TASK GOAL ->
Write out all the data again, exactly as it stands.

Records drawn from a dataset
==================================================

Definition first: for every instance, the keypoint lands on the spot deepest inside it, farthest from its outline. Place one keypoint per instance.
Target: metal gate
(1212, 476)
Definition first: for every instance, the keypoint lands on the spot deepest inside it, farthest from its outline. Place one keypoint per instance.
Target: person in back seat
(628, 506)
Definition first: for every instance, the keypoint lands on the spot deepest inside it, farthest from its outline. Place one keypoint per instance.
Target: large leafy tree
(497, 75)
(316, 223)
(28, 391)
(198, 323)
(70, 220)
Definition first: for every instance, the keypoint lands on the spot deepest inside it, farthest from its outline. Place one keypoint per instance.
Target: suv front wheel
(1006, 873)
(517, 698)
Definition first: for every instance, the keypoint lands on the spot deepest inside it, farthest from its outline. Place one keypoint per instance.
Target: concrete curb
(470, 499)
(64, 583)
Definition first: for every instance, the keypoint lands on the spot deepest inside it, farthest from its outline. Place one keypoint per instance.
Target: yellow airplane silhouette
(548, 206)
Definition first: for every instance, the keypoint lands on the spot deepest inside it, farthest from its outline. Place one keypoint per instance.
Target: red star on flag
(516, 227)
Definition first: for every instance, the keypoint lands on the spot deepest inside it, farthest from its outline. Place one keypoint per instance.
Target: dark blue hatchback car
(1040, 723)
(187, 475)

==================================================

SOLUTION TO THIS PROBLEM ->
Definition first: for every instance, the keypoint lands on the spot deepest inside it, farthest from its outline. Place one keypoint per instance.
Target: metal gate
(1212, 476)
Definition first: for every instance, the keypoint lands on the spot deepest inside it, farthest from its outline. Place one keypoint per instance.
Target: person in back seat
(628, 506)
Definition first: for every instance, the keypoint lands on the spot deepest inside it, farthest from its outline. Place one keypoint per instance.
Target: large leafy tree
(497, 75)
(316, 223)
(28, 391)
(198, 323)
(70, 220)
Definition first: for every instance, the keypoint lands on the spot deepest inside it, farthest from its outline. Place one keypoint per instance.
Target: suv front wheel
(1006, 873)
(517, 698)
Definition first: for every instance, the keypoint lands on the spot deepest inside it, farthest from its outline. Place one keypoint per instance.
Target: concrete curb
(470, 499)
(64, 583)
Definition first: for every instance, the keypoint lands on the spot deepest inside it, farthest from its outline. Place one keypoint per instance.
Target: yellow airplane silhouette
(548, 206)
Definition first: for every instance, the keypoint lands on the spot deepest inside it, farthest from its outline. Place one keypoint per instance.
Target: red star on flag
(516, 227)
Definition first: for every instance, the keypoint lands on the spot deepest inside it, farthest from its outline. Place one keypoint per instance.
Target: dark blue hatchback car
(1040, 723)
(187, 475)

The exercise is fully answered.